12. The method claimed in claim 8, wherein:
the pixel group consists of no more than one sub-region;
the transition signifies a document right margin; and
the another pixel group is a next pixel group to the left of a pixel group for which a count of pixels of each pixel category was compared with a predetermined pixel distribution.
13. The method claimed in claim 12, wherein:
the step of comparing a count of pixels of each pixel category to a predetermined pixel distribution comprises comparing a count of black pixels in a sub-region with a predetermined black pixel threshold percentage, comparing a count of white pixels in the sub-region with a predetermined white pixel threshold percentage, comparing a count of color pixels in the sub-region with a predetermined color pixel threshold percentage, and comparing a count of gray pixels in the sub-region with a predetermined gray pixel threshold percentage; and
the step of characterizing the pixel group as being whitespace or non-whitespace comprises characterizing the pixel group as being non-whitespace if the count of black pixels in a sub-region exceeds the predetermined black pixel threshold percentage, the count of color pixels in the sub-region exceeds the predetermined color pixel threshold percentage, or the count of gray pixels in the sub-region exceeds the predetermined gray pixel threshold percentage or the count of white pixels in the sub-region exceeds the predetermined white pixel threshold percentage.

> **Tasks to perform**
• A. Rewrite the paragraph of the patent claims that begins "12. The method claimed in claim 8" as a short bulleted list, keeping its main facts.
• B. Reproduce word for word everything in the patent claims from "12. The method" down to "predetermined pixel distribution.".

> **Data provided**

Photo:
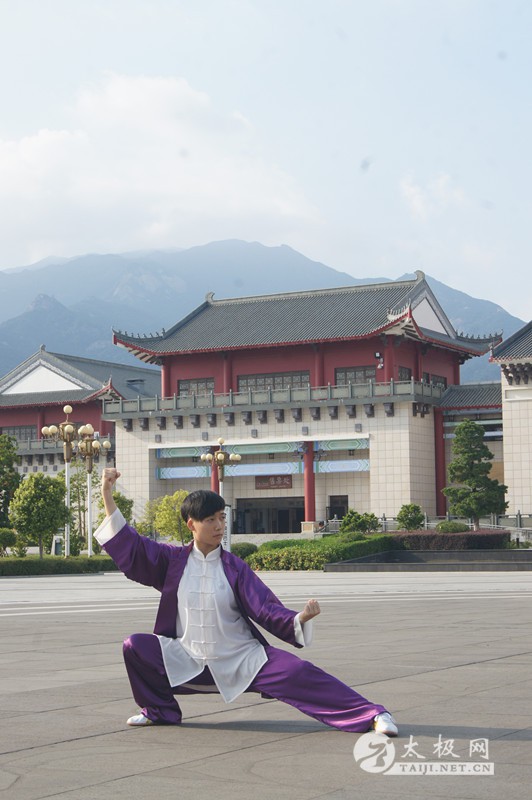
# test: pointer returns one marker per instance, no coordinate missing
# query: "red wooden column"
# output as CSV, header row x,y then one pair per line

> **Expected results**
• A.
Claim 12, which builds on the method of claim 8, specifies that:
- the pixel group has no more than one sub-region;
- the transition marks a document right margin;
- the other pixel group is the next pixel group to the left of the one whose per-category pixel counts were compared with a predetermined pixel distribution.

• B.
12. The method claimed in claim 8, wherein:
the pixel group consists of no more than one sub-region;
the transition signifies a document right margin; and
the another pixel group is a next pixel group to the left of a pixel group for which a count of pixels of each pixel category was compared with a predetermined pixel distribution.